_RECORDS PROVIDED:_
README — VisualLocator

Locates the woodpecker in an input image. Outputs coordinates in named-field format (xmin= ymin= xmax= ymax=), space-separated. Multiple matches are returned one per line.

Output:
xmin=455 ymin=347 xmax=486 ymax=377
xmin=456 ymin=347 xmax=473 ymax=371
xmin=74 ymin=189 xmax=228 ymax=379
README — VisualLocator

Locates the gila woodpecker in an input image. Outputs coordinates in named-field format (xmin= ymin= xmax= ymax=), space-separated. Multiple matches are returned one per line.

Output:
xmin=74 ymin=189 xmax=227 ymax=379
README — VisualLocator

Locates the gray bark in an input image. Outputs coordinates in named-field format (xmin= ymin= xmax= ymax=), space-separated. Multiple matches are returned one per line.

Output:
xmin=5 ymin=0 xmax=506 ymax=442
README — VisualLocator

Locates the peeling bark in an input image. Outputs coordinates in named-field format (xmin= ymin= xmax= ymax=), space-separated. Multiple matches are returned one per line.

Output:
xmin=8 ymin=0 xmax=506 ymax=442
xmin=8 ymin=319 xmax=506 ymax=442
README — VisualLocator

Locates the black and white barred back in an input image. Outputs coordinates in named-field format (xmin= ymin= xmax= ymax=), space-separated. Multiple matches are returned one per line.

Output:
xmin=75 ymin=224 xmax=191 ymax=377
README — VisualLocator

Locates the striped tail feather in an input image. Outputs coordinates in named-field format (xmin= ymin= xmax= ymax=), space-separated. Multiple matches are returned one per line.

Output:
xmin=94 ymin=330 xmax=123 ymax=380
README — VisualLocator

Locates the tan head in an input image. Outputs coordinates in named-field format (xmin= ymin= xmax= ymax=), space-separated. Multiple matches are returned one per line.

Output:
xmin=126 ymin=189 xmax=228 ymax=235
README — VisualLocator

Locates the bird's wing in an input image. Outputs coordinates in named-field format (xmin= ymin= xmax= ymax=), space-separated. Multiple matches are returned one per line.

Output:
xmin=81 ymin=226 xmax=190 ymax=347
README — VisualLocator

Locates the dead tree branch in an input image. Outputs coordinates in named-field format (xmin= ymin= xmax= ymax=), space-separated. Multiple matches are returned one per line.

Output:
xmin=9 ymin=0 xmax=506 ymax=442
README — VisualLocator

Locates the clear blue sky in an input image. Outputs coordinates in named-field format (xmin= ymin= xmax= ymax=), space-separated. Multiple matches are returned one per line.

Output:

_GIVEN TASK:_
Set down all of the records above again, unchanged and line for line.

_ANSWER BELOW:_
README — VisualLocator

Locates the woodpecker in an input image. Outputs coordinates in named-field format (xmin= ymin= xmax= ymax=), space-separated. Multiple matches are returned one per line.

Output:
xmin=455 ymin=347 xmax=486 ymax=377
xmin=456 ymin=347 xmax=473 ymax=371
xmin=74 ymin=189 xmax=228 ymax=379
README — VisualLocator

Locates the gila woodpecker in an input image. Outputs coordinates in named-field format (xmin= ymin= xmax= ymax=), space-separated. Multiple matches are returned one per line.

Output:
xmin=74 ymin=189 xmax=227 ymax=379
README — VisualLocator

Locates the gray bark in an input image. Outputs coordinates in named-field format (xmin= ymin= xmax= ymax=), space-separated. Multiple matches are returned one per line.

Output:
xmin=5 ymin=0 xmax=506 ymax=442
README — VisualLocator

Locates the peeling bark in an input image. Outputs coordinates in named-field format (xmin= ymin= xmax= ymax=), space-separated. Multiple matches are returned one per line.

Output:
xmin=8 ymin=0 xmax=506 ymax=442
xmin=8 ymin=319 xmax=506 ymax=442
README — VisualLocator

Locates the black and white barred back in an input image. Outputs coordinates in named-field format (xmin= ymin= xmax= ymax=), space-separated. Multiple matches are returned one per line.

Output:
xmin=75 ymin=224 xmax=191 ymax=377
README — VisualLocator

Locates the striped tail feather in an input image. Outputs coordinates in named-field format (xmin= ymin= xmax= ymax=), space-separated. Multiple matches are returned one per line.

Output:
xmin=94 ymin=330 xmax=123 ymax=380
README — VisualLocator

Locates the tan head in an input image. Outputs coordinates in named-field format (xmin= ymin= xmax= ymax=), space-separated. Multiple matches are returned one per line.

Output:
xmin=126 ymin=189 xmax=228 ymax=235
README — VisualLocator

Locates the bird's wing in an input image. Outputs coordinates in named-field format (xmin= ymin= xmax= ymax=), space-separated. Multiple matches are returned one per line.

Output:
xmin=81 ymin=226 xmax=190 ymax=347
README — VisualLocator

Locates the dead tree branch in an input image. Outputs coordinates in named-field format (xmin= ymin= xmax= ymax=), space-separated. Multiple matches are returned one per line.

Output:
xmin=9 ymin=0 xmax=506 ymax=442
README — VisualLocator

Locates the clear blue sky in an input image. Outputs coordinates in named-field format (xmin= ymin= xmax= ymax=), space-separated. Multiple matches are returned one per line.

Output:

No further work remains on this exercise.